───── DATASET EXCERPTS ─────

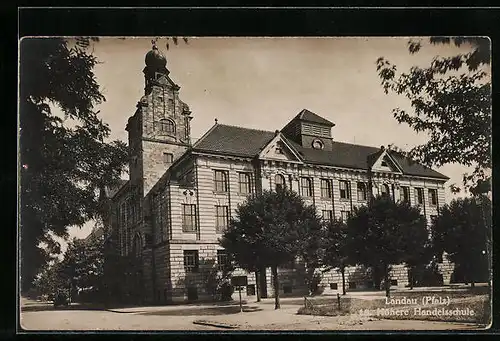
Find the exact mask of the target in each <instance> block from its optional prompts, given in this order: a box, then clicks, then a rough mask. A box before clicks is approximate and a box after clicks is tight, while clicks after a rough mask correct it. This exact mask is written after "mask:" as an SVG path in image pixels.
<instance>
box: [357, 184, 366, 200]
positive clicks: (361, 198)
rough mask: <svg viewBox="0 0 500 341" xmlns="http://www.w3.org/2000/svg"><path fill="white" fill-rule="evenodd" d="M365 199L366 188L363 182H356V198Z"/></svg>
mask: <svg viewBox="0 0 500 341" xmlns="http://www.w3.org/2000/svg"><path fill="white" fill-rule="evenodd" d="M366 199H367V189H366V184H365V183H364V182H358V200H359V201H366Z"/></svg>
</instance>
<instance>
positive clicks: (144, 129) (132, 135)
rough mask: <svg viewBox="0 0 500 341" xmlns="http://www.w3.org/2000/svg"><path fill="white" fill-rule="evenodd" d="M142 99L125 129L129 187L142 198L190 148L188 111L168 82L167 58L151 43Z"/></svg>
mask: <svg viewBox="0 0 500 341" xmlns="http://www.w3.org/2000/svg"><path fill="white" fill-rule="evenodd" d="M145 63H146V66H145V67H144V69H143V71H142V72H143V73H144V81H145V87H144V96H142V98H141V99H140V101H139V102H138V103H137V110H136V112H135V114H134V115H133V116H132V117H130V118H129V120H128V124H127V128H126V130H127V131H128V136H129V150H130V167H129V169H130V184H131V186H132V187H133V188H136V189H137V191H138V192H139V193H138V194H140V195H142V197H144V196H145V195H146V194H147V193H148V192H149V190H150V189H151V188H152V187H153V186H154V184H155V183H156V182H157V181H158V180H159V179H160V177H161V176H162V175H163V174H164V173H165V171H166V170H167V169H168V168H169V167H170V166H171V165H172V163H173V162H174V161H175V160H176V159H177V158H178V157H179V156H181V155H182V154H183V153H184V152H185V151H186V150H187V148H188V147H189V146H190V145H191V138H190V135H191V131H190V121H191V119H192V116H191V111H190V110H189V107H188V106H187V104H186V103H184V102H183V101H181V100H180V98H179V90H180V87H179V86H178V85H177V84H175V83H174V82H173V81H172V79H170V77H169V74H170V71H169V70H168V69H167V59H166V58H165V56H164V55H163V53H162V52H161V51H159V50H158V47H157V46H156V44H155V43H154V42H153V47H152V49H151V50H150V51H149V52H148V53H147V54H146V58H145Z"/></svg>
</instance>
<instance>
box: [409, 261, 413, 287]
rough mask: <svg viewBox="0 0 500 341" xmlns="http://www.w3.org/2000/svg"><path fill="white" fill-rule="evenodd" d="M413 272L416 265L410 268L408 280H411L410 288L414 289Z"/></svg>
mask: <svg viewBox="0 0 500 341" xmlns="http://www.w3.org/2000/svg"><path fill="white" fill-rule="evenodd" d="M413 273H414V267H412V266H410V267H409V268H408V280H409V281H410V290H412V289H413Z"/></svg>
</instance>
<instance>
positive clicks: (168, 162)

─────

DESCRIPTION OF THE TASK:
The lines you need are those with the word "clicks"; list them from the entries.

TASK RESPONSE:
Find the exact mask of the target in each <instance> block from its optional prompts, given in this order: a box, then clicks, then a rough mask. A box before clicks is approximate and a box after clicks is tight, while clicks after a rough mask correct it. This exact mask is written after "mask:" as an SVG path in image pixels.
positive clicks: (361, 198)
positive clicks: (144, 129) (132, 135)
positive clicks: (168, 162)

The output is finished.